Entries taken from a collection
**********

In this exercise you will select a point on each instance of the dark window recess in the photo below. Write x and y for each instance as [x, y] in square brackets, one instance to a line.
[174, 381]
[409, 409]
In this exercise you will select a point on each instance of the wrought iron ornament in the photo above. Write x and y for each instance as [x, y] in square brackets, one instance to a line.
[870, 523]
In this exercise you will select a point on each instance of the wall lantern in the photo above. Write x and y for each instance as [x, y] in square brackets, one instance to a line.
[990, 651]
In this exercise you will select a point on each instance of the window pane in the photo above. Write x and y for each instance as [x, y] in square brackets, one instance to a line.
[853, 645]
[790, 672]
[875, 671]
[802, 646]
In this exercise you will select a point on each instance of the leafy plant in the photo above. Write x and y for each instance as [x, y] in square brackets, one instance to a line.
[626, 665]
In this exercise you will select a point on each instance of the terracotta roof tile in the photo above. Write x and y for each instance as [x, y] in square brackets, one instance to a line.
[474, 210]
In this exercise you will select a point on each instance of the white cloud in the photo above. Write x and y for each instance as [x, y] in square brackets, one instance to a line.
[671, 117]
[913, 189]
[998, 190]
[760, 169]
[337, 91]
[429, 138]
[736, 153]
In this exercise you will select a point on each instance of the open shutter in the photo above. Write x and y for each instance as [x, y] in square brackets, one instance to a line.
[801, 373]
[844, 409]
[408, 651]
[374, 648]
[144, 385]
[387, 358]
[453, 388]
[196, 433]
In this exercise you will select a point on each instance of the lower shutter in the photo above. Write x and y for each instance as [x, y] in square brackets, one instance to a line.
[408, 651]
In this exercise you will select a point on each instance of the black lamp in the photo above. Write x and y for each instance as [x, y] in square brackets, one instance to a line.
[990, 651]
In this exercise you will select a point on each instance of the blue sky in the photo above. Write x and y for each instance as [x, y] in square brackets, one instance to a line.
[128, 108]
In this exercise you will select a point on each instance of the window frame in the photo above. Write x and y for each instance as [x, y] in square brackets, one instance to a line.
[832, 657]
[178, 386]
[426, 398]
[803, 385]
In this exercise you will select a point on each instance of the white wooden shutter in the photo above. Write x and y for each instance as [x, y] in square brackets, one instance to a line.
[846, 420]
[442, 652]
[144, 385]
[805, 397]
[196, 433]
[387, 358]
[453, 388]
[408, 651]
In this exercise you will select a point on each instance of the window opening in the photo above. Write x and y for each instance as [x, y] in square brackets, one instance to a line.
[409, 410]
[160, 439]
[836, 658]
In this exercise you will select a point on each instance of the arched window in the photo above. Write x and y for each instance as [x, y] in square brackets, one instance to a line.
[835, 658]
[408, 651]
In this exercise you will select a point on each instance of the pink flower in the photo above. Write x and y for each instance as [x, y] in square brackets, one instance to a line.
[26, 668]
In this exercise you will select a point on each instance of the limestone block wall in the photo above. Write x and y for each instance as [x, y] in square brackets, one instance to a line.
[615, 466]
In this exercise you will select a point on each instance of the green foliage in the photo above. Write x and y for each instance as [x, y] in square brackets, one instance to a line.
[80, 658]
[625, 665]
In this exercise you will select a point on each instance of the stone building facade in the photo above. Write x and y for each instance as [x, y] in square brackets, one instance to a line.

**********

Task goal: Print out all the entries precisely as written.

Reply:
In this exercise you will select a point on each instance of the dark window recess in the photo below. Write x and y for each instance as [x, y] in square brackets, one instance to a line.
[174, 381]
[409, 409]
In this exercise you will select a point on each instance of the wrought iron ornament in the photo above. Write x and y for each instance as [x, y] in square brackets, one instance to a line.
[870, 523]
In this exercise you will select a point on each instance of the wall lantern in the photo above. Write x and y for each instance as [x, y] in square brackets, one instance to a line.
[990, 651]
In this exercise you will select a point on each instance of the window pane in the photo above. Write x and y for each instance as [x, y] in square brackets, one instance to a line.
[853, 645]
[790, 672]
[875, 671]
[802, 646]
In this exercise you will select a point on each instance of the leafy plant in the photo above. Write x and y for each instance as [x, y] in square brackets, one instance to a line.
[626, 665]
In this exercise you will select a point on each instance of the terracotta roof tile in the photo above. Write x and y for each instance as [x, y] in square brackets, one instance to a line.
[474, 210]
In this exercise you will select a point on each instance of the white cloud in the photo above. Write x and y for each instance as [x, y] in square brackets, one instance to a line.
[671, 117]
[913, 189]
[998, 190]
[760, 169]
[337, 91]
[429, 138]
[736, 153]
In this exercise you will select a point on each instance of the open shutter in the photo above. Write x and y for each instance as [x, y] in square brackets, one instance to a line.
[801, 373]
[844, 409]
[408, 651]
[374, 648]
[144, 385]
[387, 358]
[453, 388]
[196, 433]
In this exercise you will select a point on each instance of the lower shutter in the photo above. Write x and y for each instance as [x, y] in square brackets, one instance to a line.
[408, 651]
In this exercise you will select a point on each instance of the black lamp in the photo above. Write x and y for each instance as [x, y] in square brackets, one instance to a line.
[990, 651]
In this exercise you will select a point on each instance of the blue sky in the photo above. Write x and y for each instance as [x, y] in square brackets, one instance to a line.
[128, 108]
In this exercise you will select a point on each instance of the window frame in the photo above. Write x and y for each instance as [x, y] in square brackets, one instance to a line.
[832, 657]
[178, 386]
[426, 398]
[803, 385]
In this exercise you will select a point on each instance of the white wooden shutter in the photo above. Write x and y for each instance as [x, y] in square brackets, one instance to a line.
[846, 420]
[442, 652]
[144, 385]
[805, 397]
[196, 433]
[387, 358]
[453, 388]
[408, 651]
In this exercise you will select a point on each instance of the window opening in the photo above. Write x and y for each instance as [x, y] in square brackets, one instance to a line.
[409, 410]
[160, 439]
[836, 658]
In this exercise you will select a point on each instance of the arched window in the photo above. Write x and y for each instance as [x, y] in square brackets, one instance to a line.
[835, 658]
[408, 651]
In this exercise you will select a point on each instance of the pink flower in the photo above. Write x and y for each instance as [x, y] in square brackets, one instance to a line.
[26, 668]
In this exercise you will select a point on each instance of the limestone block wall in the photo above. Write x and y for each instance as [x, y] in square brackets, one instance to a line.
[615, 466]
In this exercise you will select a point on each instance of the green foliage in the photo above. Write x and y for each instance as [x, y] in square brackets, one instance to a line.
[80, 658]
[625, 665]
In this exercise you will select a point on each instance of the stone building facade in the photo above. Write x and y for each instance as [x, y] in square brackets, one instance to a line.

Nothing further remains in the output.